-- BEGIN Provided data --
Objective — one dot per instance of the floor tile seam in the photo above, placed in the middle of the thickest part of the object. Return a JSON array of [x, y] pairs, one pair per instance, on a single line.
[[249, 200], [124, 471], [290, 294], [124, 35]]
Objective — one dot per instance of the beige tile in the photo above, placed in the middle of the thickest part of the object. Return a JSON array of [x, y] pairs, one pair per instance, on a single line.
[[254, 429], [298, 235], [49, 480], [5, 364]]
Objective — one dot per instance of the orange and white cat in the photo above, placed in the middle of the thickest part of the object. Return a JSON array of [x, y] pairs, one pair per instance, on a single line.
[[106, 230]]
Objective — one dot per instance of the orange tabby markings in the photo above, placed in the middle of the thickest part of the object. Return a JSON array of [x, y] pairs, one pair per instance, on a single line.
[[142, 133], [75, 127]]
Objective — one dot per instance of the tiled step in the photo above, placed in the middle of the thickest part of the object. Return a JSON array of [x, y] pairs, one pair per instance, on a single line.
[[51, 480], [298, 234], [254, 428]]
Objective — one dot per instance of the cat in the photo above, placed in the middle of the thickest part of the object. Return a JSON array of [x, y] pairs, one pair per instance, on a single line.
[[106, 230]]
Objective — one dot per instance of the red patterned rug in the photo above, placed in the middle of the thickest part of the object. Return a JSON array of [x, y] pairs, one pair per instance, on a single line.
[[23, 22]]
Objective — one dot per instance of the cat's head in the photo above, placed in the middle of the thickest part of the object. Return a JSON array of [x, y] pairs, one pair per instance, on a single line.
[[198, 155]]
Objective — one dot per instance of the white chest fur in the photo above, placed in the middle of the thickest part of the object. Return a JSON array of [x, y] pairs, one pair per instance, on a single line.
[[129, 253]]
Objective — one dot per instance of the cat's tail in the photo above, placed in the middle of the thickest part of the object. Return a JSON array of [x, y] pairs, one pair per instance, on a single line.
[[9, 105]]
-- END Provided data --
Copy each row above verbatim, with no changes.

Solution for this problem:
Objective — one dot per instance of the floor tile seam in the photo above, placed in the middle of the thickest part of the object. Return a JSON array of [x, y] pairs, one pair per instance, on a single line.
[[249, 200], [124, 471], [290, 294], [124, 35]]
Objective — one dot per instance of the beige tile in the photo above, placed in the middle of the thickest part of the object. Return a JSON array of [x, y] pairs, one pair per instance, on a single line.
[[254, 429], [298, 235], [49, 480], [5, 364]]
Objective — one dot per instance of the orange and white cat in the photo above, placed in the middle of the thickest part of the object. Return a JSON array of [x, y] pairs, one pair per instance, on a single line.
[[106, 230]]
Objective — one dot per instance of the orange tabby markings in the photo above, placed in the middle of the thickest part of the object. Return a JSON array of [x, y] pairs, one pair per instance, on a single line.
[[142, 133], [75, 127]]
Objective — one dot per instance of the tiled step in the photo above, placed in the middle of the thickest part of the object. Return a JSON array of [x, y] pairs, one pair per instance, on a single line.
[[51, 480], [298, 234], [254, 428]]
Objective — one dot per instance of the cat in the photo above, placed in the middle of the thickest part of the object. Return a JSON array of [x, y] pairs, one pair per instance, on a single line.
[[106, 230]]
Objective — one dot per instance of the red patterned rug in the photo above, placed in the middle of the thickest part of the object. Return a JSON array of [x, y] pairs, one pair per instance, on a single line.
[[23, 22]]
Objective — one dot per instance of the cat's head in the photo above, placed in the middle of the thickest part of the object. Return a JSON array of [x, y] pairs, one pair per instance, on a single line.
[[198, 155]]
Objective — one dot per instance of the white chest fur in the photo above, placed in the middle of the thickest part of the object. Return a JSON array of [x, y] pairs, one pair per instance, on a single line.
[[129, 253]]
Objective — one dot per instance of the cat's tail in the photo above, placed in the middle of the thickest part of the object. Return a JSON array of [x, y] pairs, one pair per instance, on a single line.
[[9, 105]]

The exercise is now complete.